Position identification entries
--- BEGIN ---

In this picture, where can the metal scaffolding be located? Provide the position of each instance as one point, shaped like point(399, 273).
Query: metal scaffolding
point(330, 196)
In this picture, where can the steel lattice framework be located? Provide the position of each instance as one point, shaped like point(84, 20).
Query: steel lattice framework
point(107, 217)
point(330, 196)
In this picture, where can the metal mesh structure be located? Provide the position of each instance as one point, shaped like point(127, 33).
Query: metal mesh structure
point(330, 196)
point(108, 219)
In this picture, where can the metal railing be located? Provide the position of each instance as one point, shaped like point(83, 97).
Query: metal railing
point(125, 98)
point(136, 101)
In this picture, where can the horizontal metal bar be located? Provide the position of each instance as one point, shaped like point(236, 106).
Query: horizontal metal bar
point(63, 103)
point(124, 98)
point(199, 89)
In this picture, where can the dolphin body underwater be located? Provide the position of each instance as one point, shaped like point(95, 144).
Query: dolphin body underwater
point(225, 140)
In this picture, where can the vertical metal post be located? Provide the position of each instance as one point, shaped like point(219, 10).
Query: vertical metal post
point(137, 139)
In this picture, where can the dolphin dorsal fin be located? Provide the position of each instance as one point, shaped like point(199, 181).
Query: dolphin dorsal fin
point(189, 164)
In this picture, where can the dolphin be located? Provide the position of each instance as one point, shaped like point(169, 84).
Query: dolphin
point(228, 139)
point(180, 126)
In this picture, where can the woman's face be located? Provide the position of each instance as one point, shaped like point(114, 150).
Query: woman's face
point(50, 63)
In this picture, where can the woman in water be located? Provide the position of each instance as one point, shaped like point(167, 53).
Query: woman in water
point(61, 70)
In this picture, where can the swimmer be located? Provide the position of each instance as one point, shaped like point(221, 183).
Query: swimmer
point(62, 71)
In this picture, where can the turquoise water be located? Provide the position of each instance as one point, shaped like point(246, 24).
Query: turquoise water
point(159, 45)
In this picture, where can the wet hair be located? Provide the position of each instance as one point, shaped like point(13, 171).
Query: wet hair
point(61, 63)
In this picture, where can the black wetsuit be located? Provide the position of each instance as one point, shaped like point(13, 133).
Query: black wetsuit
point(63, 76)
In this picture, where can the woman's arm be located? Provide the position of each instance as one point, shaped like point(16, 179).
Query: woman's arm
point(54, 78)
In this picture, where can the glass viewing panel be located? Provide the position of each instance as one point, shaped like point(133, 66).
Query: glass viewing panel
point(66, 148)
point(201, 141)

--- END ---

**Given exercise:**
Give the stretch of the entries from the line containing "In this picture, where can the black" through the last line as a numbered list, leaving out any blank lines.

**Answer to this problem:**
1. In this picture, where can the black wetsuit be located? Provide the position of each instance as one point, shaped like point(13, 133).
2. Query: black wetsuit
3. point(63, 76)
4. In this picture, where can the woman's arm be located? Provide the position of each instance as one point, shaped like point(16, 179).
5. Query: woman's arm
6. point(54, 78)
7. In this picture, where can the glass viewing panel be located? Provide the position of each instance as one point, shaped like point(133, 66).
8. Query: glass viewing panel
9. point(66, 148)
10. point(201, 141)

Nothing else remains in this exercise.